(Stored data entries)
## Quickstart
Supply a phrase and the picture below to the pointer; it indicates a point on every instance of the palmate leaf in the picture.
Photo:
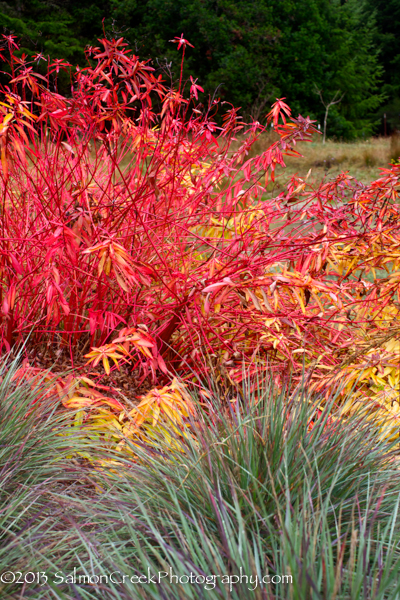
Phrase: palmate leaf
(169, 403)
(114, 351)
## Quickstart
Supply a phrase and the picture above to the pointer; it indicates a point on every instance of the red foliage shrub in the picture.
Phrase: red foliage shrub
(126, 206)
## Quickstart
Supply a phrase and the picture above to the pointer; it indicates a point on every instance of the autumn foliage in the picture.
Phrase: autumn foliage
(136, 230)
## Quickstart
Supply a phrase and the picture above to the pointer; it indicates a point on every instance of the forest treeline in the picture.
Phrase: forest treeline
(246, 52)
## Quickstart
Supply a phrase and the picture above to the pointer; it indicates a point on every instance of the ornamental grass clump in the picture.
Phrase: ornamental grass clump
(270, 488)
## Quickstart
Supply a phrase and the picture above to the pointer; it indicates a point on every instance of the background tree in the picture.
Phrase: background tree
(246, 51)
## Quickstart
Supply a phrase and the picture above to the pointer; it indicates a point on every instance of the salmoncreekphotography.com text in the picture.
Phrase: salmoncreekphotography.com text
(209, 582)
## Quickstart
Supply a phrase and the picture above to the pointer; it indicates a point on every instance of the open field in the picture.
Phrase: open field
(363, 159)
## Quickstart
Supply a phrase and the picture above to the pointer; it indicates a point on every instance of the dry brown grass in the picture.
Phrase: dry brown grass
(362, 159)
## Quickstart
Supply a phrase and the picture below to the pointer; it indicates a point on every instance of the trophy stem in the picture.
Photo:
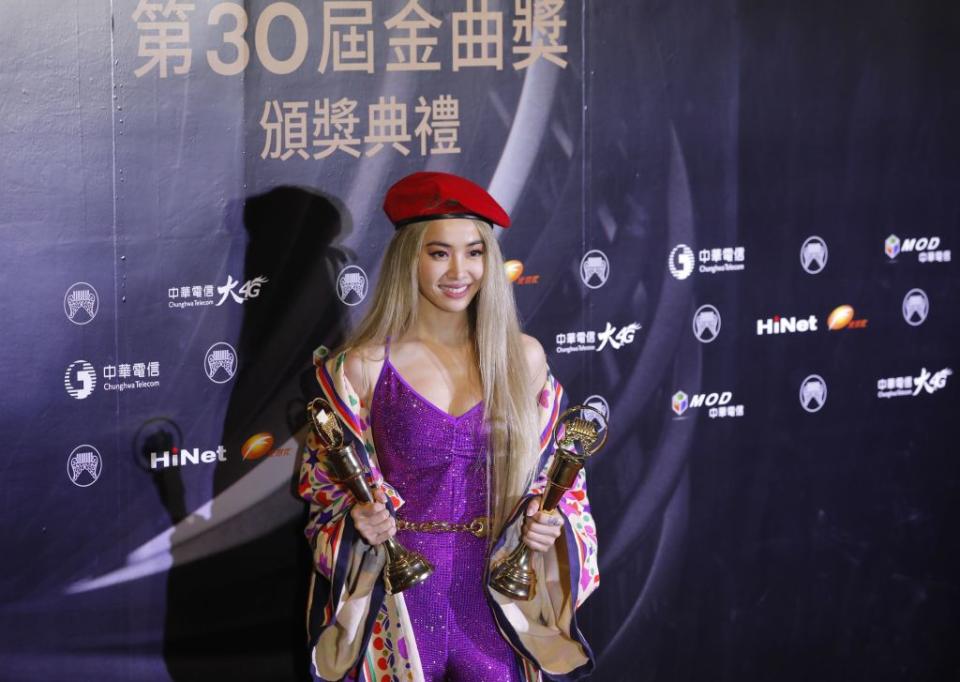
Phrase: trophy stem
(404, 568)
(514, 577)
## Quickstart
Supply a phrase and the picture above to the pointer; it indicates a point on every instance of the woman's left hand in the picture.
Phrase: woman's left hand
(540, 530)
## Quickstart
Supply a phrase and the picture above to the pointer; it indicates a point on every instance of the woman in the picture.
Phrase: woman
(455, 409)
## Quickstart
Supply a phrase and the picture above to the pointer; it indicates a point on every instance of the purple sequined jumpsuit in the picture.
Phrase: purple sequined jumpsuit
(437, 463)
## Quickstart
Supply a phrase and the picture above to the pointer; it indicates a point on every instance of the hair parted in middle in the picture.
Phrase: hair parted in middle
(510, 406)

ACTIVITY> An exact copy of every line from the one containing "Phrase: purple sequined jumpsuit" through the last line of the entries is required; please add nothing.

FINISHED EXERCISE>
Phrase: purple sequined jumpsuit
(437, 463)
## Quickstart
Supply a phrase and the picture above to the pointer; it indicates a point on every instance of the hair parted in middle in the picture.
Phrase: hair parted in middle
(510, 406)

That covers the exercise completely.